*Problem to work on*
In the material below, give the lines from the one containing "church facade in the image above." through the one containing "78, 229, 109]]" again. Replace "moored boat" with "anchored boat" and change nothing else.

*Dataset excerpts*
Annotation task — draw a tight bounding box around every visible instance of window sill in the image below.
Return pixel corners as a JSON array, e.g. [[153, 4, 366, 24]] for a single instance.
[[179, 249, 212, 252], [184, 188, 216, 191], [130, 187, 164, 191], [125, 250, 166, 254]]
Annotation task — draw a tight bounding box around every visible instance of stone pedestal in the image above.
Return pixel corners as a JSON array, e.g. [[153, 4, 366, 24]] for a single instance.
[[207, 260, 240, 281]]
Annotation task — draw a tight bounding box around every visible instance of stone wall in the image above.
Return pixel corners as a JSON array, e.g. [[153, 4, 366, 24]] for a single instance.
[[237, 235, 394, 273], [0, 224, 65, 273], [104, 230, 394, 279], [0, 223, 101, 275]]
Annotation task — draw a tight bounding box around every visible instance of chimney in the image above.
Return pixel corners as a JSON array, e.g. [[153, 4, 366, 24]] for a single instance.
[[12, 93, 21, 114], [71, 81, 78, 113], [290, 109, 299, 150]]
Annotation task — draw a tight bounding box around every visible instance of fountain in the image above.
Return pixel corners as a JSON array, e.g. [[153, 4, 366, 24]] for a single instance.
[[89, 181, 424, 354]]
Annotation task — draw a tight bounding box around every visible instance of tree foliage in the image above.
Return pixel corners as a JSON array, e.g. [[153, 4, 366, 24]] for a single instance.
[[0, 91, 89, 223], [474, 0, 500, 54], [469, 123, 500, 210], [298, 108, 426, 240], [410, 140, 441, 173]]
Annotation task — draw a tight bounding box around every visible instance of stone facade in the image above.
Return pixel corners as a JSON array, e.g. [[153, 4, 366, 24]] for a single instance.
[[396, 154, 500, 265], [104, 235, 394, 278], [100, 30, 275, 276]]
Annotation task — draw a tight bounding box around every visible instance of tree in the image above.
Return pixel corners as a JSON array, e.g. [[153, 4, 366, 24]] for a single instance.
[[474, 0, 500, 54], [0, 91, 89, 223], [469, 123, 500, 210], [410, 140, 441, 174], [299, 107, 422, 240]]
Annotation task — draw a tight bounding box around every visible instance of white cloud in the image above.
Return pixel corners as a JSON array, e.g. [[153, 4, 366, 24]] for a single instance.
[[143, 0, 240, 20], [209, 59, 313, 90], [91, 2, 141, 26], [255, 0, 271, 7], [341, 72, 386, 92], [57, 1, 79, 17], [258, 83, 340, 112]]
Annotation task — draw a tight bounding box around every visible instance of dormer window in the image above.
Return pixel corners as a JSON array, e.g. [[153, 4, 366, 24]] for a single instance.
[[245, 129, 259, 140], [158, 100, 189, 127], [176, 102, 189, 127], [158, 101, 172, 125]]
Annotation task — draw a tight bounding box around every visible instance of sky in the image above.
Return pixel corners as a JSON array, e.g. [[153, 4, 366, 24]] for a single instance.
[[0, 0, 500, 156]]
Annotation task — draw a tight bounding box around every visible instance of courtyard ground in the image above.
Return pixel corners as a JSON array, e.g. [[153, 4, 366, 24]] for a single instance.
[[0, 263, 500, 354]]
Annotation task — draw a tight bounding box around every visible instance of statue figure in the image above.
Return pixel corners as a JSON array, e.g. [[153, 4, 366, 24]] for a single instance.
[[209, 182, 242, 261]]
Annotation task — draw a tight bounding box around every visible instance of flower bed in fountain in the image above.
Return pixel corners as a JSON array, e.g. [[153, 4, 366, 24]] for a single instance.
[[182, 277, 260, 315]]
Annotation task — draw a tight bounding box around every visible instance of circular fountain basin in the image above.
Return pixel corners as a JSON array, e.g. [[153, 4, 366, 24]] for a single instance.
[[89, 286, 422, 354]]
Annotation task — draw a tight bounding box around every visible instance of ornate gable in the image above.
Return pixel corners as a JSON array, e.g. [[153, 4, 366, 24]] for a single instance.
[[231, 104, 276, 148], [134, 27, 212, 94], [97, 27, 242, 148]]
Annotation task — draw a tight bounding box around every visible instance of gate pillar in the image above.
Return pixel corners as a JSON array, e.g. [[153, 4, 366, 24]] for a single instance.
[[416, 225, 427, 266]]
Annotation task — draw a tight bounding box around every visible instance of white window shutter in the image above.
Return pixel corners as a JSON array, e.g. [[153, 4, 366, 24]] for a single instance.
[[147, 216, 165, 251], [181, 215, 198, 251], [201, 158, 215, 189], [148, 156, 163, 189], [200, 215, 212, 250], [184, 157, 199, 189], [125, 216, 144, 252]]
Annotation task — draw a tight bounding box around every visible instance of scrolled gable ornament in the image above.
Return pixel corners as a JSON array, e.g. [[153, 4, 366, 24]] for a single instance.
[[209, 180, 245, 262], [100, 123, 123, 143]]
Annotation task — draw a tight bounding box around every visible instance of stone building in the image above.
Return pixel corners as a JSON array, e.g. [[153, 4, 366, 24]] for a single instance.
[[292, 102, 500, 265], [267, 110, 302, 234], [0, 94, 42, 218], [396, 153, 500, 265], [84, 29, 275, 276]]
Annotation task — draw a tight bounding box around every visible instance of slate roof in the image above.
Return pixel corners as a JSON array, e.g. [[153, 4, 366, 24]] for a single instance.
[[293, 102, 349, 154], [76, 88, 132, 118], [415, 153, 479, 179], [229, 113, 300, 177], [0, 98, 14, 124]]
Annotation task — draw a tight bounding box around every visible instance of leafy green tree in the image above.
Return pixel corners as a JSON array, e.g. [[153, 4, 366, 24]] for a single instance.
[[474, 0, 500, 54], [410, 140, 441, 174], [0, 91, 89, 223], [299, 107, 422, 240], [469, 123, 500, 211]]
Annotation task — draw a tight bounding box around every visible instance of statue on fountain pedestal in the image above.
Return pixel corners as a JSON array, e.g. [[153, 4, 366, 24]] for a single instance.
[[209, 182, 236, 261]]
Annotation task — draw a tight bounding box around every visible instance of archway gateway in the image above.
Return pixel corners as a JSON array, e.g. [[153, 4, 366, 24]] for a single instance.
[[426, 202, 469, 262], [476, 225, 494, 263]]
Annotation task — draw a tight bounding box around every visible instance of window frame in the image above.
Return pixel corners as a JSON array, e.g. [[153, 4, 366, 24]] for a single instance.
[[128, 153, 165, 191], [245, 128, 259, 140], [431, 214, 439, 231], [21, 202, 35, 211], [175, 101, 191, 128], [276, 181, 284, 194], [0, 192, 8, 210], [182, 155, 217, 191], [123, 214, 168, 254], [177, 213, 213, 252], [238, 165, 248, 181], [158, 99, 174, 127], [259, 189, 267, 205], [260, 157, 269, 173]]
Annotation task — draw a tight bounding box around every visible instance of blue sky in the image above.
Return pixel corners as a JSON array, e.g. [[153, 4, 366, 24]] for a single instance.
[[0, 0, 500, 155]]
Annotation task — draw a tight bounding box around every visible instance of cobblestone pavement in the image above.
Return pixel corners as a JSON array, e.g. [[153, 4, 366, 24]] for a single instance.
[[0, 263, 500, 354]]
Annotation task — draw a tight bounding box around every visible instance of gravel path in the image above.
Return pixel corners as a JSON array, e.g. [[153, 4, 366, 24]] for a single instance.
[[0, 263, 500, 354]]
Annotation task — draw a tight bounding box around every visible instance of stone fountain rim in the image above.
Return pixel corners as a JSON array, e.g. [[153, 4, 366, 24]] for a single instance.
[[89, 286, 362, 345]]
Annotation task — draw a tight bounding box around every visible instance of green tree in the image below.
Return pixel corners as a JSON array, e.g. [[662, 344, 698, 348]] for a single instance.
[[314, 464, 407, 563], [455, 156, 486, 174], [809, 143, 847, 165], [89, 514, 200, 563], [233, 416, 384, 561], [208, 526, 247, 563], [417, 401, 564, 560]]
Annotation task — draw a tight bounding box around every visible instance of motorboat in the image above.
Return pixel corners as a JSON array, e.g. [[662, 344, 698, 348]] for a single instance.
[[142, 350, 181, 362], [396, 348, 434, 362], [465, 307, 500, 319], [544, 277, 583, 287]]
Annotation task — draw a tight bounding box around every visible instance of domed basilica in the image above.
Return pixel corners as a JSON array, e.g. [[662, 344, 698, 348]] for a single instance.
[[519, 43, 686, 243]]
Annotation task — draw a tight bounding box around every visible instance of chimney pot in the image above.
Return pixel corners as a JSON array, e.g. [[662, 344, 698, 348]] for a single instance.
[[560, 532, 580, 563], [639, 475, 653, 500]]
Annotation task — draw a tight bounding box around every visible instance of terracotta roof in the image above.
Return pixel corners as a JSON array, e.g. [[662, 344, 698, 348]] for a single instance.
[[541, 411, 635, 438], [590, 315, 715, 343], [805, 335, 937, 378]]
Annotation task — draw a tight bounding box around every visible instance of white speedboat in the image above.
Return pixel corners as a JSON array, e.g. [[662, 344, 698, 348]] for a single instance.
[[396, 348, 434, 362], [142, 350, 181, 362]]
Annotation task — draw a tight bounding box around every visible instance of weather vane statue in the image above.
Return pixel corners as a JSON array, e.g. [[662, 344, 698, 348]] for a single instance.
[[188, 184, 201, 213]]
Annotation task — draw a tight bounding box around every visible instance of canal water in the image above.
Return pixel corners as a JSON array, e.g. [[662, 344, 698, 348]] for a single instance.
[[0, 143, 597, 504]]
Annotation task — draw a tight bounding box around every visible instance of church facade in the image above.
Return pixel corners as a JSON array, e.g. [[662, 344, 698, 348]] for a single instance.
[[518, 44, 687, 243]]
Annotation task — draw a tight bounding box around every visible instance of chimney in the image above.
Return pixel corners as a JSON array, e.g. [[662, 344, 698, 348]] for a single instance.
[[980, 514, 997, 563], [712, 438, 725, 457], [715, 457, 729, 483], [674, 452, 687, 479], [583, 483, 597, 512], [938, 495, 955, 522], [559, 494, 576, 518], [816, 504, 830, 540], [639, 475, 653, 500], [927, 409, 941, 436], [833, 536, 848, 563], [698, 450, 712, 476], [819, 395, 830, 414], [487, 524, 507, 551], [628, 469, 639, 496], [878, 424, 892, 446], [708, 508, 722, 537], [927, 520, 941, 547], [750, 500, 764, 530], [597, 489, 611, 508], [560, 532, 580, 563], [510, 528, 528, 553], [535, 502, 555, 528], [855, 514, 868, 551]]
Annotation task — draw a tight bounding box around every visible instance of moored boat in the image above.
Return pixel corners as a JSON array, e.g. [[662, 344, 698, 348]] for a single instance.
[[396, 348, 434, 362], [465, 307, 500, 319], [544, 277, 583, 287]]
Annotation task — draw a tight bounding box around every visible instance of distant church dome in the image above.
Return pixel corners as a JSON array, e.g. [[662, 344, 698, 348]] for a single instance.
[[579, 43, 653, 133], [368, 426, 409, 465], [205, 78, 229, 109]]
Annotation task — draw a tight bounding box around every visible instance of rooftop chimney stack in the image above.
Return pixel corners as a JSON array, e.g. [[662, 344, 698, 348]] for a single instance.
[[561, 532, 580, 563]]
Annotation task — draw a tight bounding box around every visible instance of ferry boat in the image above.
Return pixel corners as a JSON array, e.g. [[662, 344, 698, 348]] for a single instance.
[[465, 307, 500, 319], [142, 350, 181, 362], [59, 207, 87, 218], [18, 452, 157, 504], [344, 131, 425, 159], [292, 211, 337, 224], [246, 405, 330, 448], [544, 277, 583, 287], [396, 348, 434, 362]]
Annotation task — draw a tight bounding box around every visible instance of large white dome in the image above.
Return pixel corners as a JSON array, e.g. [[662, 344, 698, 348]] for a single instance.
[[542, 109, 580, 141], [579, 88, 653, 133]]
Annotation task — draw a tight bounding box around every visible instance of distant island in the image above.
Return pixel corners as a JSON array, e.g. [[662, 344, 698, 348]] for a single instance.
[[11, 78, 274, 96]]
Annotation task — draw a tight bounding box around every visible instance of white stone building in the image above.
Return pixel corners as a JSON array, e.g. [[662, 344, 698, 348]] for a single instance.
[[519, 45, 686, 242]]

*Task solution*
Annotation task — draw a tight bounding box around every visible instance of church facade in the image above.
Return pixel corners as a JSON array, e.g. [[662, 344, 698, 348]] for a single instance.
[[518, 44, 687, 243]]
Annotation task — draw a tight bounding box around every visible instance of chimney in the image above.
Return pixel corners as a JSON array, e.g. [[662, 344, 698, 348]] for a single instance.
[[980, 514, 997, 563], [712, 438, 725, 457], [715, 457, 729, 483], [674, 452, 687, 479], [583, 483, 597, 512], [938, 495, 955, 522], [559, 494, 576, 518], [816, 504, 830, 540], [639, 475, 653, 500], [927, 409, 941, 436], [833, 536, 848, 563], [698, 450, 712, 476], [819, 395, 830, 414], [487, 524, 507, 551], [628, 469, 639, 496], [878, 424, 892, 446], [708, 508, 722, 537], [927, 520, 941, 547], [750, 500, 764, 530], [597, 489, 611, 508], [560, 532, 580, 563], [510, 528, 528, 553], [535, 502, 555, 528], [855, 514, 868, 551]]
Annotation task — draw a tight bounding box around every visible instance of anchored boat in the image above.
Return pixel corners as a JSON array, e.g. [[662, 344, 698, 348]] for a single instance.
[[396, 348, 434, 362], [465, 307, 500, 319], [544, 277, 583, 287]]
Annotation task — draw a tight bounding box around every visible instance of distant church dome in the image above.
Return pixel corners as a JSON array, e.g. [[662, 344, 698, 348]] for a single instance.
[[579, 43, 653, 133], [368, 426, 409, 465], [205, 78, 229, 109]]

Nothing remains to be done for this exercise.